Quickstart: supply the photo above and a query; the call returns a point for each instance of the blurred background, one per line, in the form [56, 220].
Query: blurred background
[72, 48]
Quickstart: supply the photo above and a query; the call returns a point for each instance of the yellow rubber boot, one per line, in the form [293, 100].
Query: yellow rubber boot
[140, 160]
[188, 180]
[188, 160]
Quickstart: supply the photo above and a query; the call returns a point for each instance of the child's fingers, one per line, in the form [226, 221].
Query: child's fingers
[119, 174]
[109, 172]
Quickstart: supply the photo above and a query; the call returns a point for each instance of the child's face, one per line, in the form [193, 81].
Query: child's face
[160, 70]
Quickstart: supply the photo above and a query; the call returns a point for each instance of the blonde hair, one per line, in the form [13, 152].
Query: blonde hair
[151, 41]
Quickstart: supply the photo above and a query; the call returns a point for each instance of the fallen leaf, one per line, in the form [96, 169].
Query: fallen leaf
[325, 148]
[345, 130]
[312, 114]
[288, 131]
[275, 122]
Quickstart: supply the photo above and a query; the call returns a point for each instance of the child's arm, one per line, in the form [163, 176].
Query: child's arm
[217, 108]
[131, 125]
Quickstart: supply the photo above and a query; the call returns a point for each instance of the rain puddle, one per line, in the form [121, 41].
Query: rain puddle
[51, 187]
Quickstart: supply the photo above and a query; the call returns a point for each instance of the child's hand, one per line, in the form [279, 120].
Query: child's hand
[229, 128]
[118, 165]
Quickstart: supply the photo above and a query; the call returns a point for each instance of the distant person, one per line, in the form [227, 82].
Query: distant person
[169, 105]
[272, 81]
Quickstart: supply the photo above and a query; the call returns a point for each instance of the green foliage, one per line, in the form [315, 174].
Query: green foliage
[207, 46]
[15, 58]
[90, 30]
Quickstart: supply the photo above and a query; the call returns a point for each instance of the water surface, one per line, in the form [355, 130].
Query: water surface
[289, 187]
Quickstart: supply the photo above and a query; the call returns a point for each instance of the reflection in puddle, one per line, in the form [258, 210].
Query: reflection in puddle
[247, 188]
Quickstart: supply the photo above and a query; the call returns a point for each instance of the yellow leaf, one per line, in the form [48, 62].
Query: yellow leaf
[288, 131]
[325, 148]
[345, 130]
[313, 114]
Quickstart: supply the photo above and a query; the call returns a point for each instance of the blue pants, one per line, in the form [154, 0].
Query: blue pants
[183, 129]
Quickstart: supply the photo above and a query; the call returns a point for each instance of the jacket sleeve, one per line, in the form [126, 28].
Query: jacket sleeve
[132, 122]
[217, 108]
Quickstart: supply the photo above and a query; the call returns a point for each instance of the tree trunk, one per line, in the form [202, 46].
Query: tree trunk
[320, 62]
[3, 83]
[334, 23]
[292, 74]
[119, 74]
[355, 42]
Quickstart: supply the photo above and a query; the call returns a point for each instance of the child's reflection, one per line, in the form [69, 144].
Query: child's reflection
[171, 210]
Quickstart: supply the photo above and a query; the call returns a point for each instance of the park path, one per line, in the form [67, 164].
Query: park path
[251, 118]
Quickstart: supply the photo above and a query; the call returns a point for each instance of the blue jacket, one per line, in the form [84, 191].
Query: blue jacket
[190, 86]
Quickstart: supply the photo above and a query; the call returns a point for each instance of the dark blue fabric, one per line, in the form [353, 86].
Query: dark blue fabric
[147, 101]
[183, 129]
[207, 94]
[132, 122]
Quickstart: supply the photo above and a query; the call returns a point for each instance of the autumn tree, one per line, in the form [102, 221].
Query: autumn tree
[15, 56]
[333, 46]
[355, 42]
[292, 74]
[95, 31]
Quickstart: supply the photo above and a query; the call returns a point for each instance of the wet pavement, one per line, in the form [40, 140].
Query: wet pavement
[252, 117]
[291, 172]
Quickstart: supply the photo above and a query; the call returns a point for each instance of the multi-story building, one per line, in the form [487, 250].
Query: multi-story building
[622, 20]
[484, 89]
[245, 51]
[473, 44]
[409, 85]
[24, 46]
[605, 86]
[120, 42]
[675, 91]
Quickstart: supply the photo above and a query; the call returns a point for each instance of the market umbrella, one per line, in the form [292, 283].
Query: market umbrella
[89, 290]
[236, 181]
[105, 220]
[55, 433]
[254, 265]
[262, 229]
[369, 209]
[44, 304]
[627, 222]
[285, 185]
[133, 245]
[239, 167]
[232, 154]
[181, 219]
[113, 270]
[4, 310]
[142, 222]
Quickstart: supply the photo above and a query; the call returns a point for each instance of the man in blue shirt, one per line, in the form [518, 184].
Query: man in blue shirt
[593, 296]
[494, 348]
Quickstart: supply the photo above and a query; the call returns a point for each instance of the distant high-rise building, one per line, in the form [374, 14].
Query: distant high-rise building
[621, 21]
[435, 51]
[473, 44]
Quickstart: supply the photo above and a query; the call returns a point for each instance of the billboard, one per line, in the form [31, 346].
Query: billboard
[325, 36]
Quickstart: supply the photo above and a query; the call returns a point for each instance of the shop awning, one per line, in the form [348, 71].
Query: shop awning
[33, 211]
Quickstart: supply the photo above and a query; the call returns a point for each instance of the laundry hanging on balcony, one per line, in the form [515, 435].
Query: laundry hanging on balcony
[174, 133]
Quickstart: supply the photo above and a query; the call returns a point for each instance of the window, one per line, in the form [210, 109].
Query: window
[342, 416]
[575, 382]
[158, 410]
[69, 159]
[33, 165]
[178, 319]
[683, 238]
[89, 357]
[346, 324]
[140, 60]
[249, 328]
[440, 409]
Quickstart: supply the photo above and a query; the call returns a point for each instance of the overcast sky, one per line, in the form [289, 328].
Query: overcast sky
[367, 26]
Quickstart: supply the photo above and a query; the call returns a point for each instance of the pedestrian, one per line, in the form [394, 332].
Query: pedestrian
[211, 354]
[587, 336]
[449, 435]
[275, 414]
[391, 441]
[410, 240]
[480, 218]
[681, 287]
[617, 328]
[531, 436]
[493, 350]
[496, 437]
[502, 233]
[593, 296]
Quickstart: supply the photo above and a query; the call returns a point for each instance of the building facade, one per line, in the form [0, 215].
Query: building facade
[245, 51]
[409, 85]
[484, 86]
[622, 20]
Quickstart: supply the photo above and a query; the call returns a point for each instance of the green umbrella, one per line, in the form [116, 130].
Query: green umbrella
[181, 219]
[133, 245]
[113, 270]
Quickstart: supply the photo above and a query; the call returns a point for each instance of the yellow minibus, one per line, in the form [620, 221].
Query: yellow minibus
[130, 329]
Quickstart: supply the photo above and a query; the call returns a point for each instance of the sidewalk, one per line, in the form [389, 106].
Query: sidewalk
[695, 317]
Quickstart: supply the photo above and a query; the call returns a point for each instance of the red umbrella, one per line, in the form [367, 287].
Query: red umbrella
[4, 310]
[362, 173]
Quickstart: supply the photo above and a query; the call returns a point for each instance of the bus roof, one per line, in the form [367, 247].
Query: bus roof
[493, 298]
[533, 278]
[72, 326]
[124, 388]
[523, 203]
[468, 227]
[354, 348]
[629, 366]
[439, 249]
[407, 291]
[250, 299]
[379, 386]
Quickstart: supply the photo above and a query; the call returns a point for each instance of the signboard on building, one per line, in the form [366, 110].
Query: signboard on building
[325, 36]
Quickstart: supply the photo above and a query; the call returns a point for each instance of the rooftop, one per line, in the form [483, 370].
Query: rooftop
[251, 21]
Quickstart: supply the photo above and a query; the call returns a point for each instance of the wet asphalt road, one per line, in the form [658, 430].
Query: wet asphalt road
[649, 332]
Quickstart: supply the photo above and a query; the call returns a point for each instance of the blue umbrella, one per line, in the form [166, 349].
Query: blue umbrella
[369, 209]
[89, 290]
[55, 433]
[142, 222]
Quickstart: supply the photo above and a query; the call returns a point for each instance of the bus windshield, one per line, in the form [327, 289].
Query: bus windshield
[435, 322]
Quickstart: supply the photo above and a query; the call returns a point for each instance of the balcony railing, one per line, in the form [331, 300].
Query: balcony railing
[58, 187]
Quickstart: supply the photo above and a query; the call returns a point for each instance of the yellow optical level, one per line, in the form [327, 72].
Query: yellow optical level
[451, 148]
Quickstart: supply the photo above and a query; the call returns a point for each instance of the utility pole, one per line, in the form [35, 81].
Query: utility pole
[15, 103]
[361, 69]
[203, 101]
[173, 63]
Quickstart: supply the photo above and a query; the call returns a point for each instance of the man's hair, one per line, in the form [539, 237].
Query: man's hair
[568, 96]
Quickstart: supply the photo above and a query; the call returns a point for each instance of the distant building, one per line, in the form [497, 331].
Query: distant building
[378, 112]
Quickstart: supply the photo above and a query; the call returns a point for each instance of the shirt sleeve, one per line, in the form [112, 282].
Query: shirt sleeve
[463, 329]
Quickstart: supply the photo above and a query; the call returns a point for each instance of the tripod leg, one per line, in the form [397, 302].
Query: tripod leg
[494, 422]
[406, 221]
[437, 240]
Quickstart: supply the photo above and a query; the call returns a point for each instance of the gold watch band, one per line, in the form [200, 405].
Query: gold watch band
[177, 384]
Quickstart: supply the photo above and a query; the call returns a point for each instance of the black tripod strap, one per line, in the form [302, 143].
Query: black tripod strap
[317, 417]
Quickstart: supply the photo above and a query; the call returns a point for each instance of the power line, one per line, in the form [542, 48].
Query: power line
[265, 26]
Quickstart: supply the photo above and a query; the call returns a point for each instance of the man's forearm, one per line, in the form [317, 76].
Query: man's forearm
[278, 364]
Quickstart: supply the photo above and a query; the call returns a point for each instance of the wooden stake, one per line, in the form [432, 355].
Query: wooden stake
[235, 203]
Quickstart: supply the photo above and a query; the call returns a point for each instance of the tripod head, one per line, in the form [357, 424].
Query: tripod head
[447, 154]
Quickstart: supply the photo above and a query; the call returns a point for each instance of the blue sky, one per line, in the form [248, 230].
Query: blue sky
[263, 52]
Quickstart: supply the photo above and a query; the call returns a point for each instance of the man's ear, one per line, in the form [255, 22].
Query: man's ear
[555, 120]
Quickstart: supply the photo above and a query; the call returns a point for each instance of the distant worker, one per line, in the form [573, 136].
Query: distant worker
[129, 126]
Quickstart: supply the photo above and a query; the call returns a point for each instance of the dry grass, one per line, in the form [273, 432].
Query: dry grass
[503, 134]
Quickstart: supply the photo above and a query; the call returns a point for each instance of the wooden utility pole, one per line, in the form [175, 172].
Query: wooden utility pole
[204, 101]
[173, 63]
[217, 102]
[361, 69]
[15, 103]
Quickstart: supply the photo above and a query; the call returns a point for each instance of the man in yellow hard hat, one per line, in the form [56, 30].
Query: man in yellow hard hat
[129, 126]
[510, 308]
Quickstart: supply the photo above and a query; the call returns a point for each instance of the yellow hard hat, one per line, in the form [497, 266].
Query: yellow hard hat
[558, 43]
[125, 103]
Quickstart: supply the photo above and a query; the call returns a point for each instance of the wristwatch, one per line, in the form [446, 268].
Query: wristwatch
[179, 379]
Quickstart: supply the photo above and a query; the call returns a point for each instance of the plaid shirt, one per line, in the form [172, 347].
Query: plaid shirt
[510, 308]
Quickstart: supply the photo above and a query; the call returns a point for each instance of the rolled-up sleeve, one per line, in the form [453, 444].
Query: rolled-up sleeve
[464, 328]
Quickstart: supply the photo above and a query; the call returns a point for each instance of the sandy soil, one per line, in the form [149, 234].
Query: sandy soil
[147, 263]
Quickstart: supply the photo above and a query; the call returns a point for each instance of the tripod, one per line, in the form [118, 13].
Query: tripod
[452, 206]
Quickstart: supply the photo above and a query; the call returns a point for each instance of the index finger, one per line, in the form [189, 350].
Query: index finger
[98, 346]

* **WHAT IS BEING ASKED**
In the listing above, locate the line containing "Query: child's face" and the line containing "form [163, 176].", then transcribe both and every line between them verbatim.

* **OUTPUT FOR THIS TASK**
Query: child's face
[160, 70]
Quickstart: supply the photo above and a query; the call returns a point for each instance of the blonde hair, one per line, in the form [13, 152].
Query: blonde hair
[151, 41]
Quickstart: supply the photo above and a query; the call returns a point for each instance of the fallen leaf, one per line, in the form [96, 169].
Query: fallen leaf
[325, 148]
[345, 130]
[312, 114]
[288, 131]
[275, 122]
Quickstart: supply the photo above and a query; the call returns a point for each instance of the child's arm, one per line, in the form [163, 176].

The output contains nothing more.